◆ **Aufgabe**:
Filtere das folgende Material und schreibe jede Zeile, in der das Wort „plate“ vorkommt, unverändert ab.

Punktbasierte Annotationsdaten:
★ ★ ★ ★ ★

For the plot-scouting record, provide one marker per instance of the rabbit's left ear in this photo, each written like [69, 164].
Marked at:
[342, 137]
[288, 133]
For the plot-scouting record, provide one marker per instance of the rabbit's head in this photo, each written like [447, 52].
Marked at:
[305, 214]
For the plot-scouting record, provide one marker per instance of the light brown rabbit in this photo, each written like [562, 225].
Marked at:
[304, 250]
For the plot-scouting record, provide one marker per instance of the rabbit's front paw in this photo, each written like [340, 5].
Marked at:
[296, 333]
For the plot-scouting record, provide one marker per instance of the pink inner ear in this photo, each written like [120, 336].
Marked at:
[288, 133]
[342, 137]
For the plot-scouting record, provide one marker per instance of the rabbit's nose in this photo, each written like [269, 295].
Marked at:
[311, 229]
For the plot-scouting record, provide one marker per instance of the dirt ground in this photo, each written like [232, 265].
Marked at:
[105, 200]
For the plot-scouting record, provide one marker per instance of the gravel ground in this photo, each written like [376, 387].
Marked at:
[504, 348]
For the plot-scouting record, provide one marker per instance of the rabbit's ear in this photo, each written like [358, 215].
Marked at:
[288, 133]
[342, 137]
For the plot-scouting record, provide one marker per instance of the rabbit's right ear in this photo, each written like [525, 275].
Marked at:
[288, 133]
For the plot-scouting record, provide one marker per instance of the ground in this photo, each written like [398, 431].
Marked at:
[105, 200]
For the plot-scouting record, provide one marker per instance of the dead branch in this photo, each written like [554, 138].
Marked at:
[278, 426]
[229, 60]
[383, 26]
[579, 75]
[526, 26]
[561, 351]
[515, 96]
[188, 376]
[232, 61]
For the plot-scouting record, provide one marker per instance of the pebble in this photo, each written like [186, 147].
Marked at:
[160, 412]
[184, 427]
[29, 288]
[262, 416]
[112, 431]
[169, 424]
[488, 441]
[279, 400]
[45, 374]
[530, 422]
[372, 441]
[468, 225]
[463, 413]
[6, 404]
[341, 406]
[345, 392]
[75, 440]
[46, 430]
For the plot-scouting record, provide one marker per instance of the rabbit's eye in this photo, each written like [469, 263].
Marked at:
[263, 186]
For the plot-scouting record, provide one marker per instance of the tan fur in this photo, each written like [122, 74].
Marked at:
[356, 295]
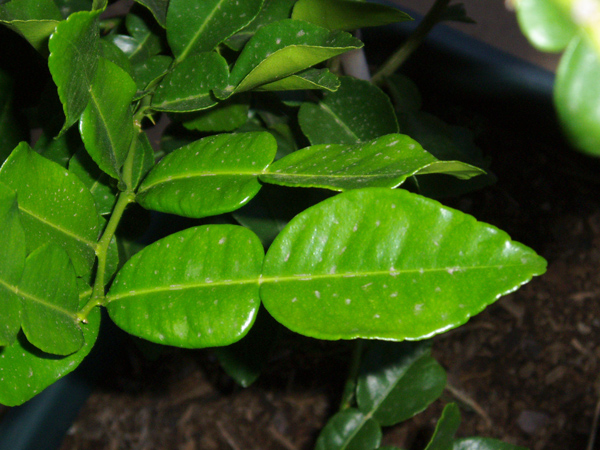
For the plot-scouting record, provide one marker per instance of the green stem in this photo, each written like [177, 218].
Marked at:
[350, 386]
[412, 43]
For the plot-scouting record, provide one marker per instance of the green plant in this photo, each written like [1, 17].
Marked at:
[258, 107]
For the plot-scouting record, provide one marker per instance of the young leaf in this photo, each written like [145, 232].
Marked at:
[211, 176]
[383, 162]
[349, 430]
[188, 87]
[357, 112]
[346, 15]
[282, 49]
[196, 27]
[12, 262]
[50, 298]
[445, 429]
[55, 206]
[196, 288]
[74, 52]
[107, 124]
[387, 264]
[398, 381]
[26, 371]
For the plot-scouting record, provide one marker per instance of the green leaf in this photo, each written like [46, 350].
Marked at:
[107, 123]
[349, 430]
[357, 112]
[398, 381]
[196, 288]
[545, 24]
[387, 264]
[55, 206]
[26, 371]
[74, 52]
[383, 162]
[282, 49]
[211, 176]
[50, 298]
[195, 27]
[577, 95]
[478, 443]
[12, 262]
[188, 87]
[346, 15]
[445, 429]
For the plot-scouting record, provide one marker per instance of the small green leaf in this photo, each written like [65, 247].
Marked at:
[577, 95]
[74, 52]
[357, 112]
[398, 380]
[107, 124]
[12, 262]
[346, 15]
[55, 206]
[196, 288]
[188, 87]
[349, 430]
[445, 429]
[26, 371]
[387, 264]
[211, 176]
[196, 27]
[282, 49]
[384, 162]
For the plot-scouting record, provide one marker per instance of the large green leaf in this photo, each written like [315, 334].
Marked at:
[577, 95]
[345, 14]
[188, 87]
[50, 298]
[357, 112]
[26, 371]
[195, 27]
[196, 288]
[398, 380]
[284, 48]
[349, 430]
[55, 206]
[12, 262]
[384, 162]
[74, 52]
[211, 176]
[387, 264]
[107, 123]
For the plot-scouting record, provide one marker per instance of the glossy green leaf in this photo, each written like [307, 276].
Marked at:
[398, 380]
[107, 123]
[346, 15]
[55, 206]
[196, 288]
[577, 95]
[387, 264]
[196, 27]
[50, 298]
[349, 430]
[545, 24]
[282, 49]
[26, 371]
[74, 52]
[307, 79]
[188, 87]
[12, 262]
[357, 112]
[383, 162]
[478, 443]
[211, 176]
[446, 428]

★ ★ ★ ★ ★

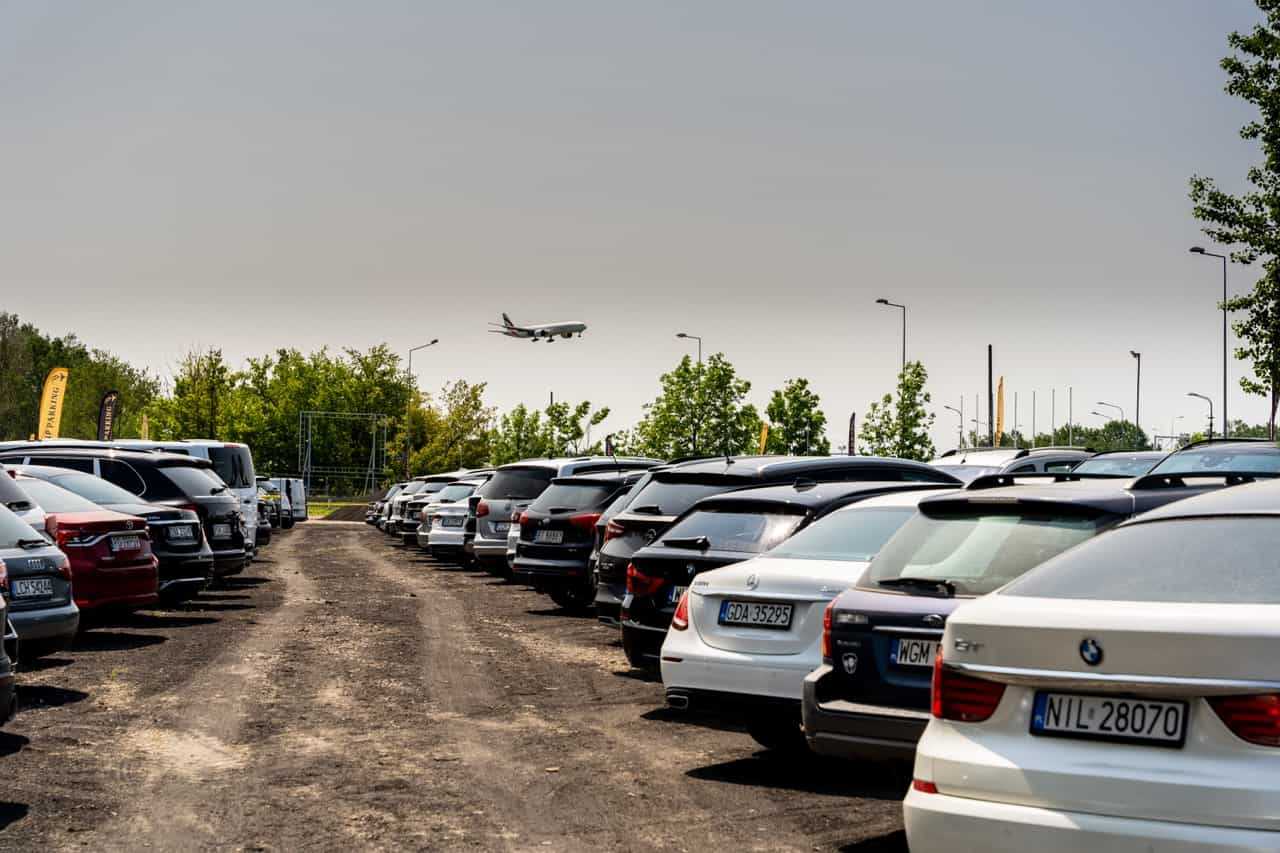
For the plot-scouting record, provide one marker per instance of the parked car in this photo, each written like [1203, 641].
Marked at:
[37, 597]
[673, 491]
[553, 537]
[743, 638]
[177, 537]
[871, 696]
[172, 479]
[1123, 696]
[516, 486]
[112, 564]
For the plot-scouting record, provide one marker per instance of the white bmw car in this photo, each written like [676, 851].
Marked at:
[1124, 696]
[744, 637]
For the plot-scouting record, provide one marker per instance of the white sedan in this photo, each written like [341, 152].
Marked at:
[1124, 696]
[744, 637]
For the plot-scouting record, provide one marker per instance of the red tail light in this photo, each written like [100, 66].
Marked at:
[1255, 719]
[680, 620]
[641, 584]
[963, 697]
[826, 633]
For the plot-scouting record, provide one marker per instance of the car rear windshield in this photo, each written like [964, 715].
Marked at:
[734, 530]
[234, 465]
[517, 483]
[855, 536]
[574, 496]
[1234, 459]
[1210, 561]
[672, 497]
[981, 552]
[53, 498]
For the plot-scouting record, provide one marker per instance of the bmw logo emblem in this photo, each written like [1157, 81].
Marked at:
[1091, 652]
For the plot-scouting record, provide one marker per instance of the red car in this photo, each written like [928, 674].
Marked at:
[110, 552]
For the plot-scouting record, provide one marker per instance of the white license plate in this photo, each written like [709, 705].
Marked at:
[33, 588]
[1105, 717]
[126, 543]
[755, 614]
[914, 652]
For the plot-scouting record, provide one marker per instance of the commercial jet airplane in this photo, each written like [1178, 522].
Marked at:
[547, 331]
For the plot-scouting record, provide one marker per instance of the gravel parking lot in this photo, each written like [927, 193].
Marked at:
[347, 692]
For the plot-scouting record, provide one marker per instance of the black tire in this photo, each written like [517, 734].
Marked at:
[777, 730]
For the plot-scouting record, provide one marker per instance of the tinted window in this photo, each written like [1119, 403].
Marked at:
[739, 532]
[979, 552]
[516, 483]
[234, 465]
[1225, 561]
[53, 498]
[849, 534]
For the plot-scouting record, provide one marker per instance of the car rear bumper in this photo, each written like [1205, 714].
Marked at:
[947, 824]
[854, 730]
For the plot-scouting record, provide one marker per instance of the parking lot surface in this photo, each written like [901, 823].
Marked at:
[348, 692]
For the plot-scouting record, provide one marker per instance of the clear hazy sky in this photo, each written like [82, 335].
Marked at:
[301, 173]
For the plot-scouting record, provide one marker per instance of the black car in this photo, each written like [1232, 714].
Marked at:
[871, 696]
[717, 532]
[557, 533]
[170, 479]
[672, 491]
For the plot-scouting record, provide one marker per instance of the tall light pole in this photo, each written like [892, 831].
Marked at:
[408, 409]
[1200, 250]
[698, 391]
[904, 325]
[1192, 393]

★ ★ ★ ★ ★

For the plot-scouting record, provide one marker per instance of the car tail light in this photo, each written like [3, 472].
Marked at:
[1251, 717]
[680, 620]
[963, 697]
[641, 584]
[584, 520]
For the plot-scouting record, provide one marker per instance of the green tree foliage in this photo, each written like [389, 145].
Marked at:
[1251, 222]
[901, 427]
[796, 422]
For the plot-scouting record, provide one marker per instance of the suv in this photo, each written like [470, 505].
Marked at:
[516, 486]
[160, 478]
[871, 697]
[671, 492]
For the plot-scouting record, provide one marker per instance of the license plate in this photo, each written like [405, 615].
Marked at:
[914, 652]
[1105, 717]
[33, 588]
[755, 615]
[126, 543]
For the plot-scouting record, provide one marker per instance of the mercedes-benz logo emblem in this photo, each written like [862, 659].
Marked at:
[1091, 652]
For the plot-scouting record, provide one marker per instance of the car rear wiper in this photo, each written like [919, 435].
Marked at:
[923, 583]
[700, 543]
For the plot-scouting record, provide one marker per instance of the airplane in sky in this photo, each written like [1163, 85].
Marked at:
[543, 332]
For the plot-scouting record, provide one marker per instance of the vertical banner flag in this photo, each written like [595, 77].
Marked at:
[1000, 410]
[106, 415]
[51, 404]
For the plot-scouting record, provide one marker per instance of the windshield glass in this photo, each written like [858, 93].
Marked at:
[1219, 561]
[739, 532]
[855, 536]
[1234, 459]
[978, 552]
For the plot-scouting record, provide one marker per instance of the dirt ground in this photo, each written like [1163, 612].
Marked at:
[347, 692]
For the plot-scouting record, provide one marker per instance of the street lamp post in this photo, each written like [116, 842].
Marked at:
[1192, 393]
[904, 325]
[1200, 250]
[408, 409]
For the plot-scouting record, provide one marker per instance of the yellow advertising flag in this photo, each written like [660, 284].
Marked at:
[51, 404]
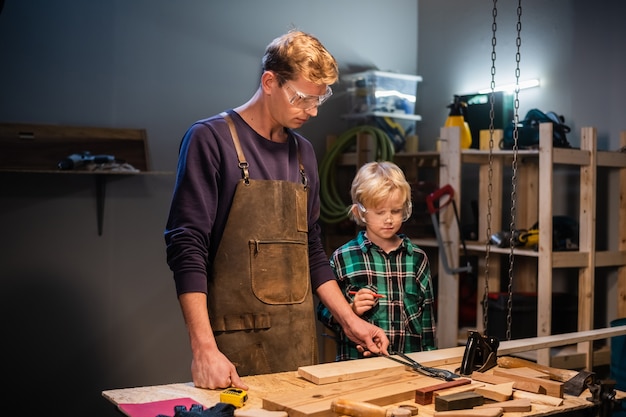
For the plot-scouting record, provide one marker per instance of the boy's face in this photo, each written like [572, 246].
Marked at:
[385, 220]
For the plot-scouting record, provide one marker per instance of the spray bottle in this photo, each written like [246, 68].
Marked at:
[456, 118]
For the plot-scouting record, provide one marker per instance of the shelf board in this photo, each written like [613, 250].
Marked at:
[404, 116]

★ ★ ★ ★ ★

◆ **Die Antwort**:
For the plot-scouting record, provide one marker per instance of the white license plate in this photo, each written like [709, 705].
For the plot-scouting record, provide one marker per instance of the license plate in this photo, each written like [405, 615].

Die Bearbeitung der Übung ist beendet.